Copy out every one of the lines below word for word, leaving out the pictures.

_Information supplied_
════════════════════

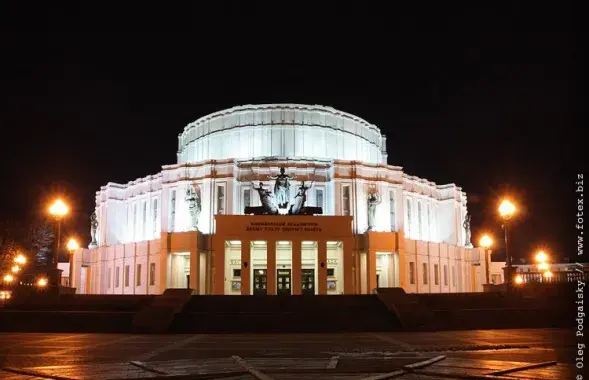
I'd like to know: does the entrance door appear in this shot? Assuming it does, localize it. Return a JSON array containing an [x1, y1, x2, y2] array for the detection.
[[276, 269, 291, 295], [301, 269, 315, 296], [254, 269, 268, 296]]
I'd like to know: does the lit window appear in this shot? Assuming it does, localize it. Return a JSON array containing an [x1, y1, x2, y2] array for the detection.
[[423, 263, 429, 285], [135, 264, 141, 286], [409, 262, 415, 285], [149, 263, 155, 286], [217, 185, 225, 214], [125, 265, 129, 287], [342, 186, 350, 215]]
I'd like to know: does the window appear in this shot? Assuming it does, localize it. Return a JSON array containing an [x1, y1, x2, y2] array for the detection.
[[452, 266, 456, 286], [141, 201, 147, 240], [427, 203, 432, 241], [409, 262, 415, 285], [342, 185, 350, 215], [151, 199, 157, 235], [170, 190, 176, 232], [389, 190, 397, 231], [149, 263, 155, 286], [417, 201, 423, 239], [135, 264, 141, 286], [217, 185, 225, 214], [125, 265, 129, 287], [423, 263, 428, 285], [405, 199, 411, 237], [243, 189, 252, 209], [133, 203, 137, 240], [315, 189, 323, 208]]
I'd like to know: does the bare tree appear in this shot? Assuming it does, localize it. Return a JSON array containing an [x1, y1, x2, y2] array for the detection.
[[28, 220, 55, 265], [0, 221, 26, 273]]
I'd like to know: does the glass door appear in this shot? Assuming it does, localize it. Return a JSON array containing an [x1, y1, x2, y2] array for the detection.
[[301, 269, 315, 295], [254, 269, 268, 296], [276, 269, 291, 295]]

════════════════════

_Written reply_
I'd like to know: does the entrance door appear in this shot? Assuming it does, localize it. Return a JSON array containing an [x1, y1, x2, y2] array for the detection.
[[276, 269, 291, 295], [301, 269, 315, 296], [254, 269, 268, 296]]
I'd like to know: does the lit window appear in this shot? Assuming it does, localize it. Return a JSON array containing an [x1, y1, x2, y2] array for the detection.
[[423, 263, 429, 285], [135, 264, 141, 286], [409, 262, 415, 285], [149, 263, 155, 286], [217, 185, 225, 214], [125, 265, 129, 287], [342, 186, 350, 215]]
I'd like to know: does the window appear in this shot? Assuming it does, localize it. Return a JSON array containing an [x1, y1, x2, y2] array for the detection.
[[452, 266, 456, 286], [141, 201, 147, 240], [427, 203, 432, 241], [409, 262, 415, 285], [342, 185, 350, 215], [151, 199, 157, 235], [170, 190, 176, 232], [389, 190, 397, 231], [149, 263, 155, 286], [417, 201, 423, 239], [135, 264, 141, 286], [217, 185, 225, 214], [125, 265, 129, 287], [423, 263, 428, 285], [405, 199, 411, 237], [243, 189, 252, 209], [133, 203, 137, 240], [315, 189, 323, 208]]
I'd like to know: does the bare tree appear in this shot? Assuming it does, localize it. Return a JSON array containing an [x1, y1, x2, y2] array for the detection.
[[28, 220, 55, 265], [0, 221, 26, 273]]
I'd like to know: does the glass door appear in this shot? Assuming it does, localize it. Return a JSON array containing an [x1, y1, x2, y2] array for the detection.
[[301, 269, 315, 295], [254, 269, 268, 296], [276, 269, 291, 295]]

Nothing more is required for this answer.